The winners of the awards will be presented by actor and presenter Larry Lamb in a digital event on Monday, March 8.
The RNA’s awards are the only national literary prizes that recognise excellence in the genre of romantic fiction. Lizzie Byron is one of six finalists in the Romantic Comedy Novel Award category with her novel Someday at Christmas, published by Hodder & Stoughton.
In the novel, Shell Smith is the most popular make-up artist at Duke & Sons, a beautiful but old-fashioned department store in her hometown. Business is booming in the beauty department, but the rest of the store is noticeably quiet.
The owner’s grandson Callum has come up with some creative ways to keep Duke & Sons afloat this Christmas, including allowing a production company to secretly film a romcom after hours. When Callum recruits Shell to help out, she finds there is more to Mr Duke Jr than sharp suits and a business-like demeanour…
Lizzie said, “As someone who is equally obsessed with make-up and skincare, this book was a joy to write. I couldn’t be more thrilled to be shortlisted for the Romantic Novel of the Year Awards. 2020 was a brutal, bruising year so writing this was the most wonderful distraction.

● Given records

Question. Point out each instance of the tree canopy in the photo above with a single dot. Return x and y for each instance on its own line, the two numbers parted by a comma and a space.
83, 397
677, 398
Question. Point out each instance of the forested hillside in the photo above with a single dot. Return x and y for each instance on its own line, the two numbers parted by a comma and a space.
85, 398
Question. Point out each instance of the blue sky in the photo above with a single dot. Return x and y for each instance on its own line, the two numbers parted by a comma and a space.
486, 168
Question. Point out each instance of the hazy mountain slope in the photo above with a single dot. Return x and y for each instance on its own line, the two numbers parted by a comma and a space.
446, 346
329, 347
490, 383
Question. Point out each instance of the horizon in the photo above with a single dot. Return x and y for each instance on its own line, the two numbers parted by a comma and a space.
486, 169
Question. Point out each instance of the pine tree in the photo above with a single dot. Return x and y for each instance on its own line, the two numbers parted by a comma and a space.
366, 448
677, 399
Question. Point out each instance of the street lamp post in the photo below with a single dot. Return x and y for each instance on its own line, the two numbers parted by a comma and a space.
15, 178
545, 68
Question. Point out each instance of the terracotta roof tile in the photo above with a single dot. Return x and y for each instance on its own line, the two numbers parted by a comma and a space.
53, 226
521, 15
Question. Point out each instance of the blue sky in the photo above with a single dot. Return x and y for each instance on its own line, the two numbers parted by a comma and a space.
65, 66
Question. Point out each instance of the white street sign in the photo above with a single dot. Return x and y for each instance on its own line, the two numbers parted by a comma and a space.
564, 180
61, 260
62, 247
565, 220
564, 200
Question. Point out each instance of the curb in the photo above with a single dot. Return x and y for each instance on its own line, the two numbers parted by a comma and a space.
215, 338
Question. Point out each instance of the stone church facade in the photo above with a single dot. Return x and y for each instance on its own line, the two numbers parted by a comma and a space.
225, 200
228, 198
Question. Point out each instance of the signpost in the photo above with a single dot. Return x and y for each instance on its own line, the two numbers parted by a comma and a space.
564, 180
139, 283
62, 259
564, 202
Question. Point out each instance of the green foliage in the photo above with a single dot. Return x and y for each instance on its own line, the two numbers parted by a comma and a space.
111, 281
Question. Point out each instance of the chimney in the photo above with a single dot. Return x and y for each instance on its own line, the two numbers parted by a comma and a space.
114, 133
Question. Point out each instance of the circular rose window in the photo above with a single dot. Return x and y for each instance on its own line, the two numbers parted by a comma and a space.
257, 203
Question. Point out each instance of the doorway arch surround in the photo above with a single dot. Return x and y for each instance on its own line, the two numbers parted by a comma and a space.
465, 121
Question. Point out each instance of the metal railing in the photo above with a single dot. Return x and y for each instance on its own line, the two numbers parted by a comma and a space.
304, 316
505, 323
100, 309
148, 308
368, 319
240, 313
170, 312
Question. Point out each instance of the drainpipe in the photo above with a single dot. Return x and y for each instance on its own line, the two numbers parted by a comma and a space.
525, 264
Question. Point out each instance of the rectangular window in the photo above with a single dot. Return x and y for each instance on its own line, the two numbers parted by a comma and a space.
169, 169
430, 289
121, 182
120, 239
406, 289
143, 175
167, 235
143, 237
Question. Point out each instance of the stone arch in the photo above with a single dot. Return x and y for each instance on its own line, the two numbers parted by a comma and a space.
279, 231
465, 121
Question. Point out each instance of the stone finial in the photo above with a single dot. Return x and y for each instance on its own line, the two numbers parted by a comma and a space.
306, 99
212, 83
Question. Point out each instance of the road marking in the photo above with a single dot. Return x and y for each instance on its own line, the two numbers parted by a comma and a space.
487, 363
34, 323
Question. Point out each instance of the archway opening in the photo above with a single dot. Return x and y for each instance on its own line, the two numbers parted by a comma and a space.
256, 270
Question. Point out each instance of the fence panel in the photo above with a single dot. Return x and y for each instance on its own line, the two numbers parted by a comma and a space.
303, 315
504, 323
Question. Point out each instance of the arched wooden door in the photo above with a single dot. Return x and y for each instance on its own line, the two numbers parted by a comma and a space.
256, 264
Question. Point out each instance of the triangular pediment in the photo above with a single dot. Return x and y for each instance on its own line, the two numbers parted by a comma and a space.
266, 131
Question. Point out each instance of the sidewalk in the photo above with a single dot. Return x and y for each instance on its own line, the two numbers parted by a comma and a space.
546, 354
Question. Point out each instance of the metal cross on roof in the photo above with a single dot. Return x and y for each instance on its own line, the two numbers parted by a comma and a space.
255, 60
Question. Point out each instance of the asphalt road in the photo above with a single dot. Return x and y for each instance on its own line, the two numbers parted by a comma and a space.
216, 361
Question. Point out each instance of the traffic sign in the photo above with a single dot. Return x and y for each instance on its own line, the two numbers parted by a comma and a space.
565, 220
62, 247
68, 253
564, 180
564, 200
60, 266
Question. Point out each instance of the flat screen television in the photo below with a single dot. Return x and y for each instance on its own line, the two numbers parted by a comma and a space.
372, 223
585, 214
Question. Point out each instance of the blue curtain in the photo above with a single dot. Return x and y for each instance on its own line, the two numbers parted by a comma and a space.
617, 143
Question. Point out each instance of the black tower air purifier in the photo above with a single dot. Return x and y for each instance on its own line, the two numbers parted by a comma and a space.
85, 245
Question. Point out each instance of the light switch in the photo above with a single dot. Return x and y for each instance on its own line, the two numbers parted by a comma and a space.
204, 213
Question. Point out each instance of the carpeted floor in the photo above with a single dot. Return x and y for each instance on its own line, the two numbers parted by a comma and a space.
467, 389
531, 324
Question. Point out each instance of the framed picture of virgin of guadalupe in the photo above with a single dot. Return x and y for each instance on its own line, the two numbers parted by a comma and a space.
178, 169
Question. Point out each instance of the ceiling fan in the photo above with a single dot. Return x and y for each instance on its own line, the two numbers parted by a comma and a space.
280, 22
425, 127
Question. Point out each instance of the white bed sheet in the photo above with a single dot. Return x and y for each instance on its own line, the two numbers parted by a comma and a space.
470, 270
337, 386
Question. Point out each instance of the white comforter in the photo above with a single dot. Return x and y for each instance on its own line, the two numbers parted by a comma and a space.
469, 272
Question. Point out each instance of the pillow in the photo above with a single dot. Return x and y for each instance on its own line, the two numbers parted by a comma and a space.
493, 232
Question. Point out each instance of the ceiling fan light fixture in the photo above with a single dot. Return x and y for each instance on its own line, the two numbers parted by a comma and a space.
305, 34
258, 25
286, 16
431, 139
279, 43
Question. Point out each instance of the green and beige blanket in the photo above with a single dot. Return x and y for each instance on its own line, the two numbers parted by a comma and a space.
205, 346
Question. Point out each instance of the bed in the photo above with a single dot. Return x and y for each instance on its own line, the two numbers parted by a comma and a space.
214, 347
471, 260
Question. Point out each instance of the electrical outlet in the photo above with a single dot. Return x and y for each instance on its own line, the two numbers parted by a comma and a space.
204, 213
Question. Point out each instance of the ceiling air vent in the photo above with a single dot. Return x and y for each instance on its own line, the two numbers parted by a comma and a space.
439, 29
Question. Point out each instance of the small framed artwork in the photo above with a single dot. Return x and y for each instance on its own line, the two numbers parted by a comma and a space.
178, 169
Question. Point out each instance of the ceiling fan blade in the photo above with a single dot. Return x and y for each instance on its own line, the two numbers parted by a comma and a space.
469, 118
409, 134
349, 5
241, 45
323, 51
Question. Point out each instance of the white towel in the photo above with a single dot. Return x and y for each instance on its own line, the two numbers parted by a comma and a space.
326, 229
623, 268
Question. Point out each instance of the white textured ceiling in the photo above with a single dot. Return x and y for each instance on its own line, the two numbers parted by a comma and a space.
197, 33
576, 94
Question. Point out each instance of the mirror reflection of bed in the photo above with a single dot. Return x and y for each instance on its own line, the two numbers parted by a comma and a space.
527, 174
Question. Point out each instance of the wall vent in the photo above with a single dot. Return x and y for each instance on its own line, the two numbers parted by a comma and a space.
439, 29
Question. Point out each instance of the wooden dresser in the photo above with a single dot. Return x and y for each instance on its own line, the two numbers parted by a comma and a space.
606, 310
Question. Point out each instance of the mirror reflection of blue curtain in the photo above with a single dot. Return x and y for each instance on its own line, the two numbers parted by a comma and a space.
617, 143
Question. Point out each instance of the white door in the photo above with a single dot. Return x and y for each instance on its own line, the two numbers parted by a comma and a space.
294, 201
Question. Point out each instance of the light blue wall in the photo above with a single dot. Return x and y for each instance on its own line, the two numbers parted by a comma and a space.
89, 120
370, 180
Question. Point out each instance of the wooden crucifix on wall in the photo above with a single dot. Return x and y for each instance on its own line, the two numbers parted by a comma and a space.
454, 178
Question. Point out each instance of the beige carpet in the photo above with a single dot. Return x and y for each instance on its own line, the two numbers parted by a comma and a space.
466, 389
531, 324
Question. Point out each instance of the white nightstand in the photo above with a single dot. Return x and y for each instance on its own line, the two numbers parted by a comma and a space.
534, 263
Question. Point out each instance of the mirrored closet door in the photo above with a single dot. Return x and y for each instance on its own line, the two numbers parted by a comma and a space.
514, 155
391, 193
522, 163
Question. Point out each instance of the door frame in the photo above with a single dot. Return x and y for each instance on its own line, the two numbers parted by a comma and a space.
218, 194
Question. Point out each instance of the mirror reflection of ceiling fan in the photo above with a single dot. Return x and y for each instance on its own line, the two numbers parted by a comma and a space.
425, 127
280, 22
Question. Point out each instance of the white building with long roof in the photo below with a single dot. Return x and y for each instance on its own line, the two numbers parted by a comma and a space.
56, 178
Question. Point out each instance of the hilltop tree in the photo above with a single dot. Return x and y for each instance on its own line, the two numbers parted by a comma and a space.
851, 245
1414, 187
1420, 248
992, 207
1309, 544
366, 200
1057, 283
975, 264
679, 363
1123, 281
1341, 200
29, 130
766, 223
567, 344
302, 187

● Problem set
1. Quote the stretch of the awards article from "The winners of" through "Hodder & Stoughton.".
2. Summarize the awards article in two sentences.
3. According to the awards article, who will present the winners of the awards?

● Replies
1.
The winners of the awards will be presented by actor and presenter Larry Lamb in a digital event on Monday, March 8.
The RNA’s awards are the only national literary prizes that recognise excellence in the genre of romantic fiction. Lizzie Byron is one of six finalists in the Romantic Comedy Novel Award category with her novel Someday at Christmas, published by Hodder & Stoughton.

2. Lizzie Byron is one of six finalists in the Romantic Comedy Novel Award category of the RNA's awards, the only national literary prizes recognizing excellence in romantic fiction, for her novel Someday at Christmas, published by Hodder & Stoughton. In the novel, make-up artist Shell Smith is recruited by Callum, the owner's grandson, to help keep the old-fashioned Duke & Sons department store afloat this Christmas, including by letting a production company secretly film a romcom after hours.

3. Actor and presenter Larry Lamb.